• [Given records]:

####

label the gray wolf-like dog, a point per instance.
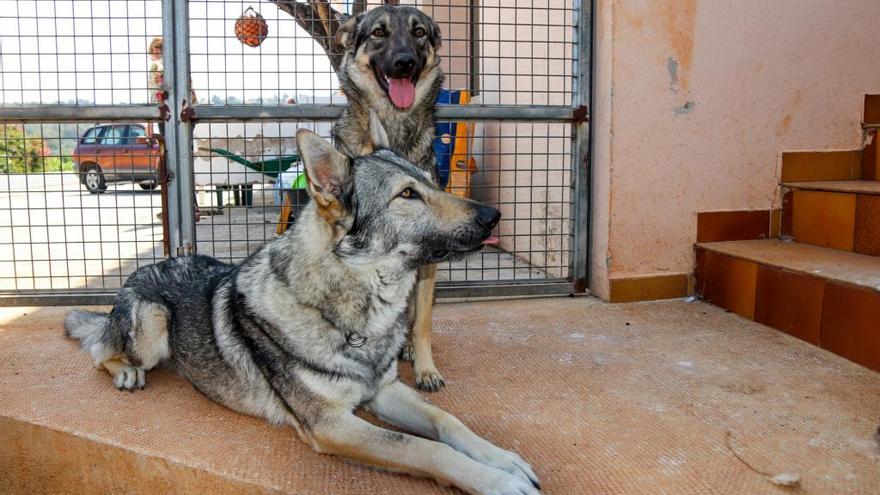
(391, 68)
(308, 329)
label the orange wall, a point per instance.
(695, 99)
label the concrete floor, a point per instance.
(626, 399)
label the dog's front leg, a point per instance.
(427, 376)
(346, 435)
(403, 407)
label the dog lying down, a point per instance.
(308, 328)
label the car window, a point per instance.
(113, 136)
(90, 136)
(136, 131)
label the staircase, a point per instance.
(811, 270)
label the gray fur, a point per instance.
(308, 329)
(247, 335)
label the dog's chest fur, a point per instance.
(347, 324)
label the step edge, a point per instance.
(236, 482)
(813, 186)
(824, 276)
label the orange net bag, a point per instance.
(251, 29)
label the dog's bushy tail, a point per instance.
(91, 329)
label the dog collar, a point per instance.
(355, 339)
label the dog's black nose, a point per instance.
(488, 216)
(404, 63)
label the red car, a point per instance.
(117, 153)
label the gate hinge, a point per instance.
(580, 114)
(187, 112)
(164, 111)
(186, 249)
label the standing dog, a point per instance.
(308, 328)
(391, 69)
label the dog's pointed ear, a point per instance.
(347, 31)
(377, 132)
(328, 172)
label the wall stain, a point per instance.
(795, 101)
(678, 20)
(672, 69)
(688, 107)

####

• [Set exercise]:
Could you transcribe every line of the material above verbatim, leaving out the picture?

• [In response]:
label the gray wolf-like dog, a point per instance.
(391, 68)
(308, 329)
label the orange wall, a point per instance.
(695, 99)
label the concrete floor, a point per instance.
(626, 399)
label the dog's front leg, a point per instance.
(427, 376)
(346, 435)
(403, 407)
label the dog lying down, a point per instance.
(308, 328)
label the car window, a point per instance.
(113, 136)
(90, 136)
(136, 131)
label the staircase, a point per instance.
(811, 270)
label the gray fur, a point per instance.
(308, 329)
(247, 335)
label the dog's chest fur, a point per instance.
(347, 324)
label the step edge, a point per instance.
(236, 482)
(813, 186)
(824, 276)
label the orange net bag, a point per instance.
(251, 29)
label the dog's bushy tail, a point per instance.
(91, 329)
label the dog collar, a point per instance.
(355, 339)
label the dog's black nose, a point per instance.
(488, 216)
(404, 63)
label the red car, a point per instance.
(117, 153)
label the gate hinge, a point per instance.
(580, 114)
(187, 112)
(164, 111)
(186, 249)
label the standing dog, a point per instance.
(308, 328)
(391, 69)
label the dog's pointed ear, a point per instance.
(347, 31)
(377, 132)
(328, 172)
label the wall stain, a point per instance.
(795, 101)
(678, 20)
(672, 69)
(688, 107)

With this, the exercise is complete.